Excerpted passage ▸
= Richard Cottrell (theatre director) =

British theatre director (born 1936)

Richard Cottrell (born 15 August 1936) is an English theatre director. He has been the Director of the Cambridge Theatre Company and the Bristol Old Vic in England, and of the Nimrod Theatre in Sydney, Australia. He has also directed for the Royal Shakespeare Company, the Chichester Festival, the Stratford Shakespeare Festival in Stratford, Ontario, the National Theatre of Portugal, and other theatre companies around the world.

Cottrell is also a translator of plays, and an author of a book on art appreciation.

==Career==
Cottrell was born 15 August 1936, in London. He attended Cambridge University, and trained as an actor in Paris.

===Work in Britain===
From 1964 to 1966 Cottrell was General Manager of the Hampstead Theatre Club. The first play he directed there was Georges Feydeau's The Birdwatcher, with Michael Bates and Prunella Scales.

Information supplied ▸
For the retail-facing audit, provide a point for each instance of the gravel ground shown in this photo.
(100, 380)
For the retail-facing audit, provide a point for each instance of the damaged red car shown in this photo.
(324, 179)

What is being asked ▸ According to the Richard Cottrell profile, which theatres or theatre companies has he headed as Director? Rely only on the Richard Cottrell profile.

Finished answer ▸ Cambridge Theatre Company, Bristol Old Vic, Nimrod Theatre